#### SUPPLIED ENTRIES:
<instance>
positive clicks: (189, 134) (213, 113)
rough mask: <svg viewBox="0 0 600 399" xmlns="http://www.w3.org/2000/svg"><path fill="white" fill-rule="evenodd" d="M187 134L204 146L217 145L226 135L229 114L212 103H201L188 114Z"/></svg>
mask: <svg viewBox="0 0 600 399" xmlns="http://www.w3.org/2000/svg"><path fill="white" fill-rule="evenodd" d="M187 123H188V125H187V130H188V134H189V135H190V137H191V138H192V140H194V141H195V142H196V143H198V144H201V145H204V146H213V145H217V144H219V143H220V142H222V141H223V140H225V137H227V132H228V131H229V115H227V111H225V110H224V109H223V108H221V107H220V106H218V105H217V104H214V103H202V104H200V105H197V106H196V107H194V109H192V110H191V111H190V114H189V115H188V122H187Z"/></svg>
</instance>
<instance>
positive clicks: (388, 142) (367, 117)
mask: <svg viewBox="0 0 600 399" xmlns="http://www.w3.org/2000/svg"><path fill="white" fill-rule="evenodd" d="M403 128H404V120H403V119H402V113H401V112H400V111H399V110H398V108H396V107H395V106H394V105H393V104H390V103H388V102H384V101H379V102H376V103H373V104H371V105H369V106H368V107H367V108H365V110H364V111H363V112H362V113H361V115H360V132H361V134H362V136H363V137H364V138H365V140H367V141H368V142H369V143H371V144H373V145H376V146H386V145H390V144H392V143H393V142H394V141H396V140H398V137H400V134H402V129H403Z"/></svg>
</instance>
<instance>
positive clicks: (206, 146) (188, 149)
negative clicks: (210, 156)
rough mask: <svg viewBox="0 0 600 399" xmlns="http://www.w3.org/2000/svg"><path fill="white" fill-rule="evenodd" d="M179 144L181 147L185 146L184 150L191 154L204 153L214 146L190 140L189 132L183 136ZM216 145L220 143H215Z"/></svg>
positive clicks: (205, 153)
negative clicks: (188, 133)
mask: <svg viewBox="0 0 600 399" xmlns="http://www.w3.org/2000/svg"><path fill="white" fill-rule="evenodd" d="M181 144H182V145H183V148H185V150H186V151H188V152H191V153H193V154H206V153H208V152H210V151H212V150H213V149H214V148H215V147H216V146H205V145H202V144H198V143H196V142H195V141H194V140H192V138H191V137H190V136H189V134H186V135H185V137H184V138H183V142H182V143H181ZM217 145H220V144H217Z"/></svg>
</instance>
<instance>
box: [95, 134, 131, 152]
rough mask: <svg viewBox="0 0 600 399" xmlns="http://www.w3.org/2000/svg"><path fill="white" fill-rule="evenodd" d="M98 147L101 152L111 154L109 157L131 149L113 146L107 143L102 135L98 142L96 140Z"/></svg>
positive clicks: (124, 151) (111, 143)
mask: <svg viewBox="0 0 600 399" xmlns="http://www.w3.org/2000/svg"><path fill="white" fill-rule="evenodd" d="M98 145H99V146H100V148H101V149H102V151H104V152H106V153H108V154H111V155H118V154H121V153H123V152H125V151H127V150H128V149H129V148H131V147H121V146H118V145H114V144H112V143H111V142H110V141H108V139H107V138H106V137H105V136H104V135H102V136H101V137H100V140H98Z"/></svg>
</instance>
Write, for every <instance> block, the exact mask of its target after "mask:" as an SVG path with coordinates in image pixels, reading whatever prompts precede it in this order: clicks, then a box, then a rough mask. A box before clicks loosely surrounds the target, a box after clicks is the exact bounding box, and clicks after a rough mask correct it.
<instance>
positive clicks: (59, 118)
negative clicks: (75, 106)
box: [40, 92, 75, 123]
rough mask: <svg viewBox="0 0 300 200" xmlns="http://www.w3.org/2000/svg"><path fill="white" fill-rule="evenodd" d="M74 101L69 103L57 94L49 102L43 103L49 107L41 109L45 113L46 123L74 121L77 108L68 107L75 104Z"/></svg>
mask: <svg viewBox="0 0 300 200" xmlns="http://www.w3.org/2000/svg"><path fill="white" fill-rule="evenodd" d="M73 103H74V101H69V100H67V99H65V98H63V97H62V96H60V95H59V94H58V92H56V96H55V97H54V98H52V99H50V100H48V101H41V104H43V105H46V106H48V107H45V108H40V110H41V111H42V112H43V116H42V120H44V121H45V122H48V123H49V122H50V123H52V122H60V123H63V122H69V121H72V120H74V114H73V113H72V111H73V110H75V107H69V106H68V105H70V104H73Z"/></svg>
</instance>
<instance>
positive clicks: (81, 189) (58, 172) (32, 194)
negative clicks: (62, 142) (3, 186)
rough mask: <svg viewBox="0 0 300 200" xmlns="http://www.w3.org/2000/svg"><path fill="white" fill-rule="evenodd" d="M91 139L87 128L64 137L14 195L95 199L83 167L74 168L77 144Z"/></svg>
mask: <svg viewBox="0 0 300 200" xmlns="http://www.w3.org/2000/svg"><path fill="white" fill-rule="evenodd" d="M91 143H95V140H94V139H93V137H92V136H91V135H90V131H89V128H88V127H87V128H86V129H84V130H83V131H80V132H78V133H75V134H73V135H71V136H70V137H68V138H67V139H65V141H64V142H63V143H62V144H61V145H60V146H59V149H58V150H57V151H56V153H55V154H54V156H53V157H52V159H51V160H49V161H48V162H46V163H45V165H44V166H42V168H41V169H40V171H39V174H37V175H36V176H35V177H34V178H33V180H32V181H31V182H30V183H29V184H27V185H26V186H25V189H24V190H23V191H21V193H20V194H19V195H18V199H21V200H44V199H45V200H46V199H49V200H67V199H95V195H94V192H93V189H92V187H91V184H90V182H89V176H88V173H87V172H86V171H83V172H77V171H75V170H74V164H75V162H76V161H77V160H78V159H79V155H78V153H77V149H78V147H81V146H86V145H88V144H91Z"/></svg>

#### TRY IT:
Reproduce all of the data above verbatim, keeping every line intact and in its original order.

#### WRITTEN REPLY:
<instance>
positive clicks: (189, 134) (213, 113)
rough mask: <svg viewBox="0 0 600 399" xmlns="http://www.w3.org/2000/svg"><path fill="white" fill-rule="evenodd" d="M187 134L204 146L217 145L226 135L229 114L212 103H201L188 114Z"/></svg>
mask: <svg viewBox="0 0 600 399" xmlns="http://www.w3.org/2000/svg"><path fill="white" fill-rule="evenodd" d="M187 123H188V125H187V130H188V134H189V135H190V137H191V138H192V140H194V141H195V142H196V143H198V144H201V145H204V146H213V145H217V144H219V143H220V142H222V141H223V140H225V137H227V132H228V131H229V115H227V111H225V110H224V109H223V108H221V107H220V106H218V105H217V104H214V103H202V104H200V105H197V106H196V107H194V109H192V110H191V111H190V114H189V115H188V122H187Z"/></svg>
</instance>
<instance>
positive clicks: (388, 142) (367, 117)
mask: <svg viewBox="0 0 600 399" xmlns="http://www.w3.org/2000/svg"><path fill="white" fill-rule="evenodd" d="M403 128H404V120H403V119H402V113H401V112H400V111H399V110H398V108H396V107H395V106H394V105H393V104H390V103H388V102H384V101H379V102H376V103H373V104H371V105H369V106H368V107H367V108H365V110H364V111H363V112H362V113H361V115H360V132H361V134H362V136H363V137H364V138H365V140H367V141H368V142H369V143H371V144H373V145H376V146H386V145H390V144H392V143H393V142H394V141H396V140H398V137H400V134H402V129H403Z"/></svg>
</instance>
<instance>
positive clicks: (206, 146) (188, 149)
negative clicks: (210, 156)
rough mask: <svg viewBox="0 0 600 399" xmlns="http://www.w3.org/2000/svg"><path fill="white" fill-rule="evenodd" d="M179 144L181 147L185 146L184 150L191 154L204 153L214 146L190 140L189 132L183 136ZM216 145L220 143H215Z"/></svg>
positive clicks: (205, 153)
negative clicks: (188, 133)
mask: <svg viewBox="0 0 600 399" xmlns="http://www.w3.org/2000/svg"><path fill="white" fill-rule="evenodd" d="M181 144H182V145H183V148H185V150H186V151H188V152H191V153H193V154H206V153H208V152H210V151H212V150H213V149H214V148H215V147H216V146H205V145H202V144H198V143H196V142H195V141H194V140H192V138H191V137H190V136H189V134H186V135H185V137H184V138H183V142H182V143H181ZM217 145H220V144H217Z"/></svg>
</instance>
<instance>
box: [95, 134, 131, 152]
rough mask: <svg viewBox="0 0 600 399" xmlns="http://www.w3.org/2000/svg"><path fill="white" fill-rule="evenodd" d="M98 147L101 152L111 154L109 157L131 149L113 146L107 143L102 135L98 142L96 140Z"/></svg>
positive clicks: (124, 151) (111, 143)
mask: <svg viewBox="0 0 600 399" xmlns="http://www.w3.org/2000/svg"><path fill="white" fill-rule="evenodd" d="M98 145H99V146H100V148H101V149H102V151H104V152H106V153H108V154H111V155H118V154H121V153H123V152H125V151H127V150H128V149H129V148H131V147H121V146H118V145H114V144H112V143H111V142H110V141H108V139H107V138H106V137H105V136H104V135H102V136H101V137H100V140H98Z"/></svg>
</instance>
Write, for every <instance> block, the exact mask of its target after "mask:" as an SVG path with coordinates in image pixels, reading whatever prompts precede it in this order: clicks, then a box, then a rough mask. A box before clicks loosely surrounds the target, a box after clicks is the exact bounding box, and clicks after a rough mask correct it.
<instance>
positive clicks: (59, 118)
negative clicks: (75, 106)
box: [40, 92, 75, 123]
rough mask: <svg viewBox="0 0 300 200" xmlns="http://www.w3.org/2000/svg"><path fill="white" fill-rule="evenodd" d="M74 101L69 103L57 94L49 102L43 103L49 107L41 109L45 113L46 123L74 121L77 108L68 107L75 104Z"/></svg>
mask: <svg viewBox="0 0 300 200" xmlns="http://www.w3.org/2000/svg"><path fill="white" fill-rule="evenodd" d="M73 103H74V101H69V100H67V99H65V98H63V97H62V96H60V95H59V94H58V92H56V96H55V97H54V98H52V99H50V100H48V101H41V104H43V105H46V106H48V107H45V108H40V110H41V111H42V112H43V116H42V120H44V121H45V122H48V123H49V122H50V123H52V122H60V123H63V122H69V121H72V120H74V114H73V113H72V111H73V110H75V107H69V106H68V105H70V104H73Z"/></svg>
</instance>
<instance>
positive clicks: (81, 189) (58, 172) (32, 194)
negative clicks: (62, 142) (3, 186)
rough mask: <svg viewBox="0 0 300 200" xmlns="http://www.w3.org/2000/svg"><path fill="white" fill-rule="evenodd" d="M91 139L87 128L64 137L14 195L95 199L83 167L74 168L77 144Z"/></svg>
mask: <svg viewBox="0 0 300 200" xmlns="http://www.w3.org/2000/svg"><path fill="white" fill-rule="evenodd" d="M91 143H95V140H94V139H93V137H92V136H91V135H90V131H89V128H88V127H87V128H86V129H84V130H83V131H80V132H78V133H75V134H73V135H71V136H70V137H68V138H67V139H65V141H64V142H63V143H62V144H61V145H60V146H59V149H58V150H57V151H56V153H55V154H54V156H53V157H52V159H51V160H49V161H48V162H46V163H45V165H44V166H42V168H41V169H40V171H39V174H37V175H36V176H35V177H34V178H33V180H32V181H31V182H30V183H29V184H27V185H26V186H25V189H24V190H23V191H21V193H20V194H19V195H18V199H21V200H44V199H45V200H46V199H49V200H67V199H95V195H94V192H93V189H92V187H91V184H90V182H89V176H88V173H87V172H86V171H83V172H77V171H75V170H74V164H75V162H76V161H77V160H78V159H79V155H78V153H77V149H78V147H81V146H86V145H88V144H91Z"/></svg>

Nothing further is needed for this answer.